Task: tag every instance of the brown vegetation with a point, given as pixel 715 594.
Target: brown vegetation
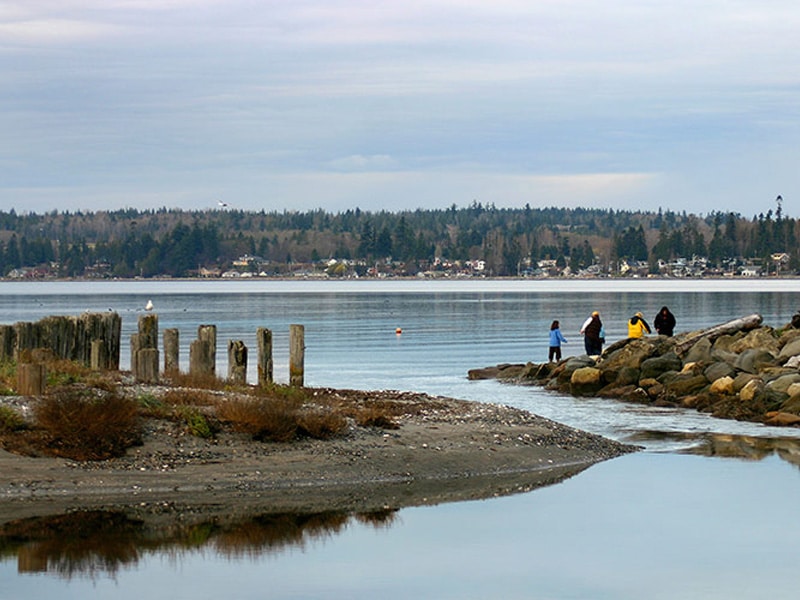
pixel 95 416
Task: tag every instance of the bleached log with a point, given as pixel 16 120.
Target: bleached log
pixel 712 333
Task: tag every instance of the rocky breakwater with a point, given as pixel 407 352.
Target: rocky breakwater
pixel 741 369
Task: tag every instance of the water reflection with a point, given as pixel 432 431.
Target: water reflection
pixel 96 543
pixel 727 445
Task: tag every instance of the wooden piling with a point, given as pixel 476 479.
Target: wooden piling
pixel 8 341
pixel 99 360
pixel 171 351
pixel 144 356
pixel 31 379
pixel 237 361
pixel 265 366
pixel 68 337
pixel 147 365
pixel 297 352
pixel 203 351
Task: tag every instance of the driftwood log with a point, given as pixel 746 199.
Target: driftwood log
pixel 712 333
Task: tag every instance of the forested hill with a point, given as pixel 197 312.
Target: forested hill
pixel 485 239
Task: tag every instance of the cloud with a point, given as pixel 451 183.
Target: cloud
pixel 356 102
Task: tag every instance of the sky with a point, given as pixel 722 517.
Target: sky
pixel 337 104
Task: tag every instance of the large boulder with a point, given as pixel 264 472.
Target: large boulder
pixel 754 360
pixel 784 382
pixel 630 354
pixel 651 368
pixel 700 352
pixel 753 389
pixel 717 370
pixel 722 355
pixel 683 385
pixel 789 349
pixel 742 379
pixel 586 381
pixel 762 338
pixel 565 370
pixel 723 385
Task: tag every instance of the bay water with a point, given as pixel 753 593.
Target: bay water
pixel 706 510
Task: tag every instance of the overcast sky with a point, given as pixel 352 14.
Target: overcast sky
pixel 306 104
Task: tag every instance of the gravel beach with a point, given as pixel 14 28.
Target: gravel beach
pixel 456 450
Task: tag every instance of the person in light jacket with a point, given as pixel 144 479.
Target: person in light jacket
pixel 556 339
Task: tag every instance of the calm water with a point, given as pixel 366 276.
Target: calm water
pixel 676 521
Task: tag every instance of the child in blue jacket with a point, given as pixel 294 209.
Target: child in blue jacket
pixel 556 339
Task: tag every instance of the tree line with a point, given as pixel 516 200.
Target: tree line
pixel 178 243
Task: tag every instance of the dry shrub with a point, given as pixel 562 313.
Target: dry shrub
pixel 82 425
pixel 285 393
pixel 197 424
pixel 10 419
pixel 265 420
pixel 8 377
pixel 321 424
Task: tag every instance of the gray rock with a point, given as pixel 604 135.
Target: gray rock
pixel 586 381
pixel 722 355
pixel 700 352
pixel 630 354
pixel 742 379
pixel 790 349
pixel 719 369
pixel 754 359
pixel 651 368
pixel 684 386
pixel 761 338
pixel 782 383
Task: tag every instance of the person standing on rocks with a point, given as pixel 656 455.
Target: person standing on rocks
pixel 664 322
pixel 556 339
pixel 591 334
pixel 637 326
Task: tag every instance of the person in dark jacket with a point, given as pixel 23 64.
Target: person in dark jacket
pixel 664 322
pixel 556 339
pixel 591 332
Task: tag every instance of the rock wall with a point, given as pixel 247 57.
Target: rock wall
pixel 738 370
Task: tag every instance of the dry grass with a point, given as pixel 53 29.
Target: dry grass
pixel 195 381
pixel 84 416
pixel 81 424
pixel 265 420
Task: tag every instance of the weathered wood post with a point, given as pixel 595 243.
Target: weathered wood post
pixel 134 350
pixel 297 353
pixel 265 366
pixel 237 361
pixel 31 379
pixel 145 362
pixel 97 326
pixel 8 341
pixel 203 351
pixel 171 351
pixel 99 358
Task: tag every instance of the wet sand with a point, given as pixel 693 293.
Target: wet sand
pixel 457 450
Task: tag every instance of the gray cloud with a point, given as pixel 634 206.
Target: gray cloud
pixel 114 103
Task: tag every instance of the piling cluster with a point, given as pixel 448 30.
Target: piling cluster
pixel 94 339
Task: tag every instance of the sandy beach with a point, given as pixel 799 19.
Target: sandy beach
pixel 457 450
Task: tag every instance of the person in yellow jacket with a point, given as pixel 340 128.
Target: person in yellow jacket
pixel 637 326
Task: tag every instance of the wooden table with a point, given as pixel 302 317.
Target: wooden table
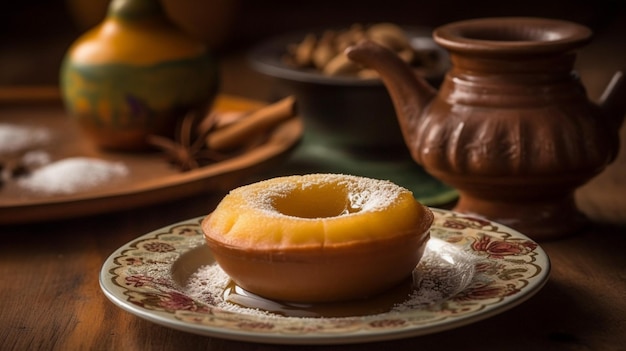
● ● ●
◆ **WHAT THE TASK ASKS**: When you return the records, keep every word unchanged and drop the pictures.

◆ **EXERCISE RESULT**:
Task: tag every instance of the brown vegetation with a point, given as pixel 715 594.
Target: brown vegetation
pixel 95 416
Task: tag every instance of the bleached log with a point, given as pixel 16 120.
Target: bleached log
pixel 712 333
Task: tag every instance of the rocky breakwater with a point, given as pixel 407 352.
Target: rocky breakwater
pixel 741 369
Task: tag every instance of the water reflection with a point, given as pixel 432 431.
Target: water reflection
pixel 96 543
pixel 727 445
Task: tag every instance of the wooden piling with a point, given as pixel 476 479.
Target: wooden piling
pixel 8 341
pixel 99 360
pixel 171 351
pixel 144 356
pixel 31 379
pixel 237 361
pixel 265 366
pixel 68 337
pixel 147 365
pixel 297 352
pixel 203 351
Task: tag every instance of the driftwood log with a point, given as pixel 746 199.
Target: driftwood log
pixel 712 333
Task: tag every instance of the forested hill with a point, given as pixel 197 312.
Target: forested hill
pixel 485 239
Task: tag every instance of the cloud with a point, given as pixel 451 183.
Target: cloud
pixel 356 102
Task: tag every instance of the sky with a point, given as pixel 722 517.
Target: sky
pixel 337 104
Task: tag every instance of the large boulder with a point, given as pixel 264 472.
Target: large boulder
pixel 754 360
pixel 784 382
pixel 630 354
pixel 651 368
pixel 700 352
pixel 753 389
pixel 717 370
pixel 722 355
pixel 683 385
pixel 789 349
pixel 742 379
pixel 586 381
pixel 762 338
pixel 565 370
pixel 723 385
Task: tag every instance of the bay water with a point, given as pixel 753 593.
Target: bay water
pixel 706 510
Task: tag every instance of the overcast sky with a point, given as pixel 352 14.
Target: overcast sky
pixel 306 104
Task: tag every instance of the gravel beach with a point, given as pixel 14 28.
Target: gravel beach
pixel 456 450
Task: tag every instance of the person in light jacket with a point, given as pixel 144 479.
Target: person in light jacket
pixel 556 339
Task: tag every instance of the calm water with a point, given as pixel 366 276.
Target: calm water
pixel 676 521
Task: tag every instance of the child in blue jacket with a point, given as pixel 294 209.
Target: child in blue jacket
pixel 556 339
Task: tag every instance of the tree line with a point, given as pixel 516 200.
Target: tree line
pixel 178 243
Task: tag every instance of the dry shrub with a point, given as pixel 562 313.
Target: dry shrub
pixel 82 425
pixel 285 393
pixel 197 424
pixel 10 419
pixel 265 420
pixel 8 377
pixel 321 424
Task: tag every instance of the gray rock with a point, given as pixel 604 135.
Target: gray rock
pixel 586 381
pixel 722 355
pixel 700 352
pixel 630 354
pixel 742 379
pixel 790 349
pixel 719 369
pixel 754 359
pixel 651 368
pixel 684 386
pixel 761 338
pixel 782 383
Task: tag every instance of the person standing on rocks with a point, given as pixel 656 455.
Target: person standing on rocks
pixel 664 322
pixel 556 339
pixel 591 334
pixel 637 326
Task: tag every instance of the person in dark jacket with a point, given as pixel 23 64.
Target: person in dark jacket
pixel 664 322
pixel 556 339
pixel 591 332
Task: tag every instance of the rock wall with a point, given as pixel 247 57.
Target: rock wall
pixel 738 370
Task: tag every instance of the dry grass with a point, given as pixel 53 29.
Target: dry grass
pixel 195 381
pixel 84 416
pixel 81 424
pixel 265 420
Task: tag every instance of the weathered wood post with a point, given as pixel 595 243.
Target: weathered wood post
pixel 134 350
pixel 297 353
pixel 265 366
pixel 237 361
pixel 31 379
pixel 145 362
pixel 97 326
pixel 8 341
pixel 203 351
pixel 171 351
pixel 99 358
Task: tag every instance of the wet sand with a point, given as pixel 693 293.
Target: wet sand
pixel 457 450
Task: tag every instance of the gray cloud with a point, given as pixel 634 206.
Target: gray cloud
pixel 114 103
Task: tag every instance of the piling cluster with a point, given as pixel 448 30.
Target: piling cluster
pixel 94 339
Task: tag every instance of the sandy beach with a point, given as pixel 799 19.
Target: sandy beach
pixel 457 450
Task: tag every instance of the person in yellow jacket with a point, given as pixel 340 128.
Target: person in yellow jacket
pixel 637 326
Task: tag every instance of the wooden table with a point, given as pixel 302 317.
Target: wooden table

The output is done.